> [Annotated coordinate listing]
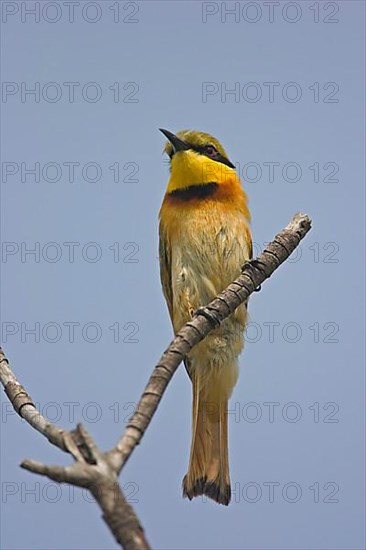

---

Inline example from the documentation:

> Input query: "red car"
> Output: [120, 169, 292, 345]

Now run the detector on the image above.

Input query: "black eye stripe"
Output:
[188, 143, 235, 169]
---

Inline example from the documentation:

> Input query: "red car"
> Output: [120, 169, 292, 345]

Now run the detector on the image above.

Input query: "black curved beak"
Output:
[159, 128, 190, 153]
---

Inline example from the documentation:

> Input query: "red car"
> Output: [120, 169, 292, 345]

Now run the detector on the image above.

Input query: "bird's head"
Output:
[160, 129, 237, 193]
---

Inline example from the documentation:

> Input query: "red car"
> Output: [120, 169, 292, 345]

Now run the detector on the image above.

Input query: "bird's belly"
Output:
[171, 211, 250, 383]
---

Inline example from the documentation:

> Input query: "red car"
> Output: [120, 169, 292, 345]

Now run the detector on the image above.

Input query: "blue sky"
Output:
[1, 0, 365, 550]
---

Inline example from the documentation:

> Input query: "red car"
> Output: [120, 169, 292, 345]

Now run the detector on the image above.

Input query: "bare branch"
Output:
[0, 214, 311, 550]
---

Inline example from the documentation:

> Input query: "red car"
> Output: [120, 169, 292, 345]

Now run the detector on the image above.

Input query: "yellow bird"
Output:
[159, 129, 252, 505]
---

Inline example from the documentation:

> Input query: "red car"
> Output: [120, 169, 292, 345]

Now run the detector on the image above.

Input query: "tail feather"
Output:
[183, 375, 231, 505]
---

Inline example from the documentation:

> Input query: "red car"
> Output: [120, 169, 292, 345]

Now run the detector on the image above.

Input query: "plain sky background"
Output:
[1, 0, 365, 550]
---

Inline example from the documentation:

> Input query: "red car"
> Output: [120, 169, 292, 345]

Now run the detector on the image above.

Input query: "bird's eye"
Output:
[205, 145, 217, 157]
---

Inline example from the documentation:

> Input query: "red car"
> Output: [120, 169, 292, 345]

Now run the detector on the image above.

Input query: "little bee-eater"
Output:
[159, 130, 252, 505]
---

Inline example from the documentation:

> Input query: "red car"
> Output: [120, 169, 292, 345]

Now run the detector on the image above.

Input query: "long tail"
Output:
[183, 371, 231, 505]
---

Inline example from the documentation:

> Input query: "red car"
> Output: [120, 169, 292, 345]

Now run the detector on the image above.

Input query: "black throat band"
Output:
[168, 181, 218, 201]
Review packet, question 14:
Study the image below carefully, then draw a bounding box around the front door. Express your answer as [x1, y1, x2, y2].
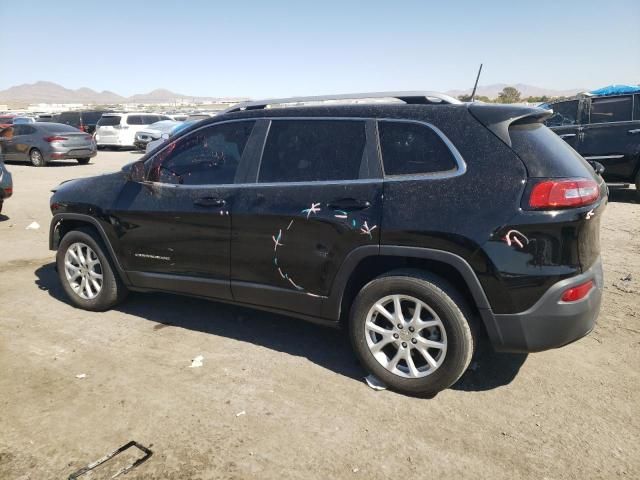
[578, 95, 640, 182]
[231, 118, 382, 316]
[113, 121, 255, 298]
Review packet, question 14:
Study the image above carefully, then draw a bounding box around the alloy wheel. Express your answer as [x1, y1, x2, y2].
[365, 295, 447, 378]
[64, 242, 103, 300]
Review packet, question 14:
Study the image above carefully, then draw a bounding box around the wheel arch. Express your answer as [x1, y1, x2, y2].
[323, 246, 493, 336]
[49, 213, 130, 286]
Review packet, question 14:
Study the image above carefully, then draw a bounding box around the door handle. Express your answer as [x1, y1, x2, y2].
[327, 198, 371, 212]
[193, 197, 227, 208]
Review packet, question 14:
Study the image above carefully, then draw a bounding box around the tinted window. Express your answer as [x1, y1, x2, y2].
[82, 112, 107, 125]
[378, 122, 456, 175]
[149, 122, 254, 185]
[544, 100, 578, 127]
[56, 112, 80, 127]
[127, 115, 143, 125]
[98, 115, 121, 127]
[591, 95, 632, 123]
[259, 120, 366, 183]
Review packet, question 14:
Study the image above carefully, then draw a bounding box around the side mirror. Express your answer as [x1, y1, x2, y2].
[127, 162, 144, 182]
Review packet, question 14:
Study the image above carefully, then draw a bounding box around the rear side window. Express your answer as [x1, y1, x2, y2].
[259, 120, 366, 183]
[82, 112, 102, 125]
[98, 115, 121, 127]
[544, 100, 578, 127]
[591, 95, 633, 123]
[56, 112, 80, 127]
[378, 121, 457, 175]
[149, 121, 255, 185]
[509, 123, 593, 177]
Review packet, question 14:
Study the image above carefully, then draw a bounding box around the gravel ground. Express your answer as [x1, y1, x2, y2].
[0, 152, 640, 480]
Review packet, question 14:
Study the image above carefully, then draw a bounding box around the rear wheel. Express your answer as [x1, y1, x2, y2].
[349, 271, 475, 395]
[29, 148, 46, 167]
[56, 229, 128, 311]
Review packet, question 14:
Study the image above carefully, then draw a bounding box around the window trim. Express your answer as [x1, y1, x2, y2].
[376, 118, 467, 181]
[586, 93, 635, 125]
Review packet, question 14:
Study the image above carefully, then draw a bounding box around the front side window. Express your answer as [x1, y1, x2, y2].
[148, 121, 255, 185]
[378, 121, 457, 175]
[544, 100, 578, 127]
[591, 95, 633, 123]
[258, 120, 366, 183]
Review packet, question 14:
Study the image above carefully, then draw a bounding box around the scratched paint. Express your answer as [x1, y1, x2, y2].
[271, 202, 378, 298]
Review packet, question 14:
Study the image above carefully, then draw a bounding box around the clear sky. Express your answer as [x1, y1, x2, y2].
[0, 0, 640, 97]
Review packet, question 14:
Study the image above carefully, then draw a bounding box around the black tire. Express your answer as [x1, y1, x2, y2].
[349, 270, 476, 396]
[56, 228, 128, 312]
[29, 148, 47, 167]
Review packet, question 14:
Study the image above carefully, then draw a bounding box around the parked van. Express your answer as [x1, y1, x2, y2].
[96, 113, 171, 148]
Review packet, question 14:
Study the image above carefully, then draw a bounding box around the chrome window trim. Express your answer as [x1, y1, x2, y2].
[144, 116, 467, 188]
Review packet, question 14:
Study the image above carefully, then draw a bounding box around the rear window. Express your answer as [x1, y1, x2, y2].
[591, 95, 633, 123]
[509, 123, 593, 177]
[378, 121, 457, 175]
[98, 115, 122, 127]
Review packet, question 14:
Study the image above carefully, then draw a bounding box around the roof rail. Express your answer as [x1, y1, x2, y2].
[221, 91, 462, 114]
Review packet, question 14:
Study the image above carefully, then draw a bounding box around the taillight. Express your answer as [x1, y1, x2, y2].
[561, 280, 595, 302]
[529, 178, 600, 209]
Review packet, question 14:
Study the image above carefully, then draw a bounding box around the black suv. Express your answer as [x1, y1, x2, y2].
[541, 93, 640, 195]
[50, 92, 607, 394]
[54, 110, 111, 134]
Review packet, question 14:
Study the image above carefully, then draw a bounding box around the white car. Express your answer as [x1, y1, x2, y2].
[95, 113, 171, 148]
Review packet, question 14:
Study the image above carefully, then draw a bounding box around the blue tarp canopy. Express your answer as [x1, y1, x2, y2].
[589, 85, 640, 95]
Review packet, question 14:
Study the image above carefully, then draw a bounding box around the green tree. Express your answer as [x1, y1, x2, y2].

==

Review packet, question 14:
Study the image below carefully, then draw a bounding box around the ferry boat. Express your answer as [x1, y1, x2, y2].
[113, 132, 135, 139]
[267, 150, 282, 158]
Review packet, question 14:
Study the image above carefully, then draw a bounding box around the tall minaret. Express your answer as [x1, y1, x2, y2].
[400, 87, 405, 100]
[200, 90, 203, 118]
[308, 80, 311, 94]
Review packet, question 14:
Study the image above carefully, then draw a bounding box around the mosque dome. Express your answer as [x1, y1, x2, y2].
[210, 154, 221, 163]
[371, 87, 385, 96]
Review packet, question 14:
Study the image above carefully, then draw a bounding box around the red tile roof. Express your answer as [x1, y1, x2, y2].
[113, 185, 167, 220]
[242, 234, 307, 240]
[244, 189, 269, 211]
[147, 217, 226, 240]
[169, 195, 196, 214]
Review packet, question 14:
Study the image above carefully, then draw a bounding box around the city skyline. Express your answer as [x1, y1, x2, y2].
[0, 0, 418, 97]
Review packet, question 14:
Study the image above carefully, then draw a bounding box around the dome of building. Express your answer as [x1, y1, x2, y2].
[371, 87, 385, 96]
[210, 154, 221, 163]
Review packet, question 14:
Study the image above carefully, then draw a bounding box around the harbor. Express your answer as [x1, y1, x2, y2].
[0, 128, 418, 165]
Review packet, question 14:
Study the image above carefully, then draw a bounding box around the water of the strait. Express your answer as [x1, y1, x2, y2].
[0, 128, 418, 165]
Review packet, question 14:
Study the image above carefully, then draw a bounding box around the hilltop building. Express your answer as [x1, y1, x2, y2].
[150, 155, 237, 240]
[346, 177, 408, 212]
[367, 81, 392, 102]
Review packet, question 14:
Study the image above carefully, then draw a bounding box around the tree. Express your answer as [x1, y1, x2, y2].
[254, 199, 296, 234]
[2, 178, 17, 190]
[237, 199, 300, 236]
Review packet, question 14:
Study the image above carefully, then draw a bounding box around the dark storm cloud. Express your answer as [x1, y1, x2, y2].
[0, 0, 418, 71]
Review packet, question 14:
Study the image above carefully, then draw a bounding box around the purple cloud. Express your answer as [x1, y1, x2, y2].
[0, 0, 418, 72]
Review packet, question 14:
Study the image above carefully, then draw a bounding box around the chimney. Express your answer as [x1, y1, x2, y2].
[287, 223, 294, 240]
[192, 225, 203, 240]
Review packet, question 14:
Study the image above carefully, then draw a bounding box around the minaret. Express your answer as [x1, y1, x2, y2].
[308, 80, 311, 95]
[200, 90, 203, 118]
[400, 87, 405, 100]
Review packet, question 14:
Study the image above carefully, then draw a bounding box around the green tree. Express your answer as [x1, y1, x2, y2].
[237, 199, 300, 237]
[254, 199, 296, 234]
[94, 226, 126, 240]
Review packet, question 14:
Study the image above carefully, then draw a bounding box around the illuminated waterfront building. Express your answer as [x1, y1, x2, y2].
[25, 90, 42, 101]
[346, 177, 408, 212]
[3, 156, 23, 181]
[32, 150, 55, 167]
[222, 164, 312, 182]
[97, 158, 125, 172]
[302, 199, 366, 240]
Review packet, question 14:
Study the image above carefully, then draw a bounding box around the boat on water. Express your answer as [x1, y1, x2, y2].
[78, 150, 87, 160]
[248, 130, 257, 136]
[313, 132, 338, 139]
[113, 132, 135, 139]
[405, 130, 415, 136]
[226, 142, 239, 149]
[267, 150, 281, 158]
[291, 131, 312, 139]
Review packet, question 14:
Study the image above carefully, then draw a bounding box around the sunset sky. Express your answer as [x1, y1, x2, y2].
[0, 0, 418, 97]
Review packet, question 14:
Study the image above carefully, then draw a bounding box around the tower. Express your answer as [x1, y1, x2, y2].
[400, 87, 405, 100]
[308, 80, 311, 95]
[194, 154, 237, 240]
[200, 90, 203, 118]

> [Given request] Please identify every line of the listing above that contains the string "below", and copy each of those lines in full. The match is case-sensitive.

> [Reply]
Study the image below carefully, then draw a bounding box around the front door. Express your answer as [x1, y1, x2, y2].
Study the image below carefully, then draw a bounding box around the ferry boat. Express your answer as [x1, y1, x2, y2].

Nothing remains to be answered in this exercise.